-- start --
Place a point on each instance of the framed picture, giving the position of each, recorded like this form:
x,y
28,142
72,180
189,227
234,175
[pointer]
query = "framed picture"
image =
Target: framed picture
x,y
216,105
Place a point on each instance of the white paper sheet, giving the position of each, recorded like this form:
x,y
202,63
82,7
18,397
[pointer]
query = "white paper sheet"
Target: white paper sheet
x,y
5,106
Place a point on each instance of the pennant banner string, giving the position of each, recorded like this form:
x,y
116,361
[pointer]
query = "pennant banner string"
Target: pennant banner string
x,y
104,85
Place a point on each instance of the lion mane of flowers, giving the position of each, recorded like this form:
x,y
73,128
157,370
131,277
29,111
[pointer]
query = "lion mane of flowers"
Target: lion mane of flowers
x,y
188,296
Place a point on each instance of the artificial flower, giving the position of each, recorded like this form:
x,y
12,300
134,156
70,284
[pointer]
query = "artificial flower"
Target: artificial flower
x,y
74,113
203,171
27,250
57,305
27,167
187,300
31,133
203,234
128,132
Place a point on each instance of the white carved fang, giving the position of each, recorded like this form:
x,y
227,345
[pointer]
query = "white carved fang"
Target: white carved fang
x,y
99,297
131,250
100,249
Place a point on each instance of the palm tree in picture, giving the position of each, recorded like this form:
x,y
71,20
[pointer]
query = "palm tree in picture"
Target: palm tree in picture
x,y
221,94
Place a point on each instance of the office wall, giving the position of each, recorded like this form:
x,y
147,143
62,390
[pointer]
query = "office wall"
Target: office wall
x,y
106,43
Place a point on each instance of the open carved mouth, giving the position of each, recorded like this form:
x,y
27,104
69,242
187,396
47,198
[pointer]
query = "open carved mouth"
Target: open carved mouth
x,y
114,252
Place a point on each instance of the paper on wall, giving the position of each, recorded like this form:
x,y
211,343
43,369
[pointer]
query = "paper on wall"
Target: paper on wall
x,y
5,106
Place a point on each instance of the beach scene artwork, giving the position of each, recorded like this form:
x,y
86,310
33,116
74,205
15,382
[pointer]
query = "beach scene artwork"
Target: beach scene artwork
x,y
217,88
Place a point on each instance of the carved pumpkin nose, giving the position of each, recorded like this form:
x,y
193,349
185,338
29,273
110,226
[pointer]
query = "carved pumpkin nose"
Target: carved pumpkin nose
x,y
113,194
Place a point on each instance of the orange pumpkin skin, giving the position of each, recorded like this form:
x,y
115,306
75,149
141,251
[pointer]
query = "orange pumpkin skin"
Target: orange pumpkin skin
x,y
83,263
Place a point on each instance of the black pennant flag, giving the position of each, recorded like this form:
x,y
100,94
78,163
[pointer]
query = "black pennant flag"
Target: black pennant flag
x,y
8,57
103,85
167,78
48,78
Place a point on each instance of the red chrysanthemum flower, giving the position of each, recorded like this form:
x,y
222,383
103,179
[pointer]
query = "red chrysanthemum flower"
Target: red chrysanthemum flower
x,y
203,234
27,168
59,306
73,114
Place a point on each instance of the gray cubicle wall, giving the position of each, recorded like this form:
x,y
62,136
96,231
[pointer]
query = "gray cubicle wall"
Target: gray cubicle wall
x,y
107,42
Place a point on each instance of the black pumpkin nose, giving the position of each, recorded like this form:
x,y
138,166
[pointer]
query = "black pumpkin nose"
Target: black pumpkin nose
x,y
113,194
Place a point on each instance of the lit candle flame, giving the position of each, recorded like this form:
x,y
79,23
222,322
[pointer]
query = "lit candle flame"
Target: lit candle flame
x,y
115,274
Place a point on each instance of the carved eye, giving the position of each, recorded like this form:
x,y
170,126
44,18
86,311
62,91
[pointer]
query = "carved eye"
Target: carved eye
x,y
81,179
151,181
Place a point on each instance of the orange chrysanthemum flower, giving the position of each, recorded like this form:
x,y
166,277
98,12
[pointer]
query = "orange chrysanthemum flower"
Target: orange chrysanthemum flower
-- end --
▶ **WHAT YOU NEED TO DO**
Copy out everything from the line containing "Place a point on each instance of the black pumpkin" down to the last of these lines, requests included, and multiply each x,y coordinate in the answers by 1.85, rounding to whole numbers with halves going up. Leave the numbers in the requests and their format samples as they are.

▶ **REPLY TO THE TASK**
Place a point on each instance of the black pumpkin nose, giving the position of each, recorded like this form:
x,y
138,166
[pointer]
query = "black pumpkin nose"
Target: black pumpkin nose
x,y
209,359
Place a point on each instance of the lit candle flame, giving the position of each, recorded like this form:
x,y
79,23
222,322
[pointer]
query = "lit candle flame"
Target: lit candle flame
x,y
213,507
Place a point on each instance of the carved eye, giving the position of each, recorded like this form:
x,y
170,126
44,18
86,311
62,91
[pointer]
query = "carved eye"
Target: carved eye
x,y
150,331
279,335
Place a point on each instance of the orange chrysanthemum flower, giving the position of each, recorded like this form:
x,y
166,277
98,12
[pointer]
query = "orange chrysanthemum flower"
Target: orange chrysanthemum flower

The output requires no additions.